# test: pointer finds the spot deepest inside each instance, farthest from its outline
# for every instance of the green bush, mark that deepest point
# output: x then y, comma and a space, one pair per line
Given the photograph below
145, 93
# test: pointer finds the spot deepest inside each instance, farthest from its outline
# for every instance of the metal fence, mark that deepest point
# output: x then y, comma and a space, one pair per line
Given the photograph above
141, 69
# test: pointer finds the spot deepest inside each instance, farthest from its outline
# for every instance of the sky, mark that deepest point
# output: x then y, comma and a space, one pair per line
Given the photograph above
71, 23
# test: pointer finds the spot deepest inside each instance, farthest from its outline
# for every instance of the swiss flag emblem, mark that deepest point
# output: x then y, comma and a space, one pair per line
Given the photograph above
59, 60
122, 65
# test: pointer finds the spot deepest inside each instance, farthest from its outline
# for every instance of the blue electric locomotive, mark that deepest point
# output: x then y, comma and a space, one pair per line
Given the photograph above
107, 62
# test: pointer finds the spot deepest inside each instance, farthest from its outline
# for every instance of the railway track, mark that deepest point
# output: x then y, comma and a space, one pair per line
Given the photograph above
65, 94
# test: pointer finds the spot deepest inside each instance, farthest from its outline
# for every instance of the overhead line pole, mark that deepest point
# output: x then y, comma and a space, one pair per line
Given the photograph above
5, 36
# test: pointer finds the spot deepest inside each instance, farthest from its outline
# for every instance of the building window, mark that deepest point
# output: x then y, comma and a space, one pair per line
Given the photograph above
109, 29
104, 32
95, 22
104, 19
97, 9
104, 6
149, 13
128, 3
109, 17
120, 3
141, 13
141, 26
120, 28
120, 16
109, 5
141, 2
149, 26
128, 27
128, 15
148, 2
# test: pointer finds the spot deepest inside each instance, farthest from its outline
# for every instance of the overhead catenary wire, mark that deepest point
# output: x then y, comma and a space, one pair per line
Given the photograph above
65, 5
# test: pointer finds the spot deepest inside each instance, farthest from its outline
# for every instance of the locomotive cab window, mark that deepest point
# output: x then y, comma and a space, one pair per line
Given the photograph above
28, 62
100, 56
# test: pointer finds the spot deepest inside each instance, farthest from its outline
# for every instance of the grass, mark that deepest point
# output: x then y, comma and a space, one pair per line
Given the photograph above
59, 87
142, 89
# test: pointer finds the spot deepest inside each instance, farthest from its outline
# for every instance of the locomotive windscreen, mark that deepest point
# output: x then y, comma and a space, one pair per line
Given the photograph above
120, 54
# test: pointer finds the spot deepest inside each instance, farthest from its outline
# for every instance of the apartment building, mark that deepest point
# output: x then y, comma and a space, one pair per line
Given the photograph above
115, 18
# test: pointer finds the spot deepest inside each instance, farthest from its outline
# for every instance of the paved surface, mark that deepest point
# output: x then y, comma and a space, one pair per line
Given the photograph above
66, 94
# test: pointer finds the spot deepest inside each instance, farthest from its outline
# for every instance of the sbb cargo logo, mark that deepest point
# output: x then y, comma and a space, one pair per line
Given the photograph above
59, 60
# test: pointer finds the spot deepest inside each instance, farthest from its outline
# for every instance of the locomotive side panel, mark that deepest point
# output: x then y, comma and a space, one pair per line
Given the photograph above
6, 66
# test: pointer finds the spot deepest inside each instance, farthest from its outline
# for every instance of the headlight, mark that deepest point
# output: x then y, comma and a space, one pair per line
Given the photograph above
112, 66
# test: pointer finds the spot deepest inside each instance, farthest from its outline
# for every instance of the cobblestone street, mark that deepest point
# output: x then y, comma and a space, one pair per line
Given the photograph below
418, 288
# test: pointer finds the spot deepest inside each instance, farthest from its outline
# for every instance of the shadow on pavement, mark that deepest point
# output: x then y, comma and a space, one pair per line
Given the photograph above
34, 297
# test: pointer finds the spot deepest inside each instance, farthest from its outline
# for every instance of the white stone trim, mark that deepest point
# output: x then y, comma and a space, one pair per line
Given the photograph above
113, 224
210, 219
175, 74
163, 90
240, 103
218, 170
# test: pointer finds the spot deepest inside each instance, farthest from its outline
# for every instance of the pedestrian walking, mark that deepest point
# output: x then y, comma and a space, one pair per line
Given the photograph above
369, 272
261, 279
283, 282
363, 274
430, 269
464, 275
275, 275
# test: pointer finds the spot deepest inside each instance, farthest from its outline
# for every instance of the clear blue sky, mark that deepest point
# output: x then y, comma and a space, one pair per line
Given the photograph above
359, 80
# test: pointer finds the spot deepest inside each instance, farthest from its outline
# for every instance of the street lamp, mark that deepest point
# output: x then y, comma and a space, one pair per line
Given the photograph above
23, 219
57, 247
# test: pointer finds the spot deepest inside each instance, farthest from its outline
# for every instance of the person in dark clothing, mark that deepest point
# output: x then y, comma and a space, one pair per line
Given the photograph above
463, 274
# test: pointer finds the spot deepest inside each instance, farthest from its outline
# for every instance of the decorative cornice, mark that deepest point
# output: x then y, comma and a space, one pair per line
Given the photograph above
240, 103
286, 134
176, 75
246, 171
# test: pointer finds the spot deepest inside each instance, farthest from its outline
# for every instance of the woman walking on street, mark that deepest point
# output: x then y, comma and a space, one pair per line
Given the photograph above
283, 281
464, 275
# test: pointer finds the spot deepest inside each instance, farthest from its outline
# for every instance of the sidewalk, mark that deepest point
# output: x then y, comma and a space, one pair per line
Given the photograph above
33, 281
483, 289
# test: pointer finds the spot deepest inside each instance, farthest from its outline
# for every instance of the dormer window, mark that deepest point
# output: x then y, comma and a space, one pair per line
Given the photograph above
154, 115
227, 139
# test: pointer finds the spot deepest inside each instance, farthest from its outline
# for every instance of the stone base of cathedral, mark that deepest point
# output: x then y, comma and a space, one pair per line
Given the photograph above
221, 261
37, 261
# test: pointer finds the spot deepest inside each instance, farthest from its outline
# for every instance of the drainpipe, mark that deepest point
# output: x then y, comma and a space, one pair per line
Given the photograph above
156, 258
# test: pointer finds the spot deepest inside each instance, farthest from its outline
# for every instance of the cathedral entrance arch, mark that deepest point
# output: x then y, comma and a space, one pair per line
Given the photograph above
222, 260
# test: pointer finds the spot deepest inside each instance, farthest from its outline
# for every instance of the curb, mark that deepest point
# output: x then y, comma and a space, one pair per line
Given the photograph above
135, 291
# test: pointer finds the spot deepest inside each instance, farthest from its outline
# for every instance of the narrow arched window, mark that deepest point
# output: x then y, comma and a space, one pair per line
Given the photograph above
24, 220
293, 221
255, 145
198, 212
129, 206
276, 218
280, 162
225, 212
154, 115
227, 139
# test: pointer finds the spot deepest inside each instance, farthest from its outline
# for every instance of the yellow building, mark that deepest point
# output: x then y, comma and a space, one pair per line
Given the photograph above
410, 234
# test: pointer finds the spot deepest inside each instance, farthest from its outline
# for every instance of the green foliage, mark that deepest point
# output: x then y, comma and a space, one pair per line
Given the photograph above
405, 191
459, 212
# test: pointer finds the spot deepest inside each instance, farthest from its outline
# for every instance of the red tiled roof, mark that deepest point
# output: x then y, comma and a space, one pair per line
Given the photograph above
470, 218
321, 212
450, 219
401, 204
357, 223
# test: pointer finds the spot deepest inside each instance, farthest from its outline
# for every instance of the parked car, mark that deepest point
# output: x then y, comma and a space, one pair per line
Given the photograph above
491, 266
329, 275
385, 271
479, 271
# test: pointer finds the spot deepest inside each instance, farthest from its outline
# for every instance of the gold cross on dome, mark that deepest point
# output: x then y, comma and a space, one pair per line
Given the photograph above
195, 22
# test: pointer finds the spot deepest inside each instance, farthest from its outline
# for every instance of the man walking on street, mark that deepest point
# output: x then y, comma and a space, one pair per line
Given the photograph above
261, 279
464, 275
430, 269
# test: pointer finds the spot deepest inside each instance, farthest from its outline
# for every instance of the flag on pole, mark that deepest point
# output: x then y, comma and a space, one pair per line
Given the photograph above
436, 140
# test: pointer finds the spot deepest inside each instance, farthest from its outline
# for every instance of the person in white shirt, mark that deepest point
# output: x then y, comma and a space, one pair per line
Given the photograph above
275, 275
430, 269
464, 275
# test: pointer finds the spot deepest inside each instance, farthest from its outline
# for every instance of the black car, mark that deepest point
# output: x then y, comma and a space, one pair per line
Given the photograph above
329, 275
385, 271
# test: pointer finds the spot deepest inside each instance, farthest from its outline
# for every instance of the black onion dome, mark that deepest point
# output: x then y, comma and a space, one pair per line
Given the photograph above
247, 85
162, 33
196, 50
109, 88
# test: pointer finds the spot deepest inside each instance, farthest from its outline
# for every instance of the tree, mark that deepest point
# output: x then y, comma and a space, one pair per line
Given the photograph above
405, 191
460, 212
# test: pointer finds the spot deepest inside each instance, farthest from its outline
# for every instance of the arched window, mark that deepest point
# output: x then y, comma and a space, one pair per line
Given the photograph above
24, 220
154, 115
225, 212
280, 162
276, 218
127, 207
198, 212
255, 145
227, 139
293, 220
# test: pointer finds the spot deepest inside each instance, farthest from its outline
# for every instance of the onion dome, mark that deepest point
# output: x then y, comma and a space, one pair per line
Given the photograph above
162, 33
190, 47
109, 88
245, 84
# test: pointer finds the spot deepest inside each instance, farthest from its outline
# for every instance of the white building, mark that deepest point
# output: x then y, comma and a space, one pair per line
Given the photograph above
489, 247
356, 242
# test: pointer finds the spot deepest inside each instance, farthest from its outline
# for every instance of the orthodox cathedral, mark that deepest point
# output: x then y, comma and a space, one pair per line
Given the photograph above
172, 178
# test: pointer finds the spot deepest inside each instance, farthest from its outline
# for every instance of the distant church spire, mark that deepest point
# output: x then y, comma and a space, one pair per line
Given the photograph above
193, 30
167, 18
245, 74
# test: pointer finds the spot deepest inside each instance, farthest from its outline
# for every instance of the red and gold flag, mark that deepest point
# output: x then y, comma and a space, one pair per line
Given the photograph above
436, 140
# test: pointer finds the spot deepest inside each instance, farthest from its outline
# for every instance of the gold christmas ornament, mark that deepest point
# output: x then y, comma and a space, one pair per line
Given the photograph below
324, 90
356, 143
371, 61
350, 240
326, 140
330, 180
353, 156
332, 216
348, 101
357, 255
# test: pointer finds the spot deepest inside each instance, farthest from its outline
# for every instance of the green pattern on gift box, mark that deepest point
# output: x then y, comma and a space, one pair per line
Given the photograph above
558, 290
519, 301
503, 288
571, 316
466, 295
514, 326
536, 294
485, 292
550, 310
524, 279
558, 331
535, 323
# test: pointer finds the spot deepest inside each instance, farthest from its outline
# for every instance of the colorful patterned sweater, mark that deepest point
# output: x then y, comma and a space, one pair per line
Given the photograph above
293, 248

# Goal:
Please list every line above that contains the word "black", treating uppercase and lowercase as different.

# Task solution:
# for every instance of the black car, mark that deepest point
# for every instance of the black onion dome, mark that deepest point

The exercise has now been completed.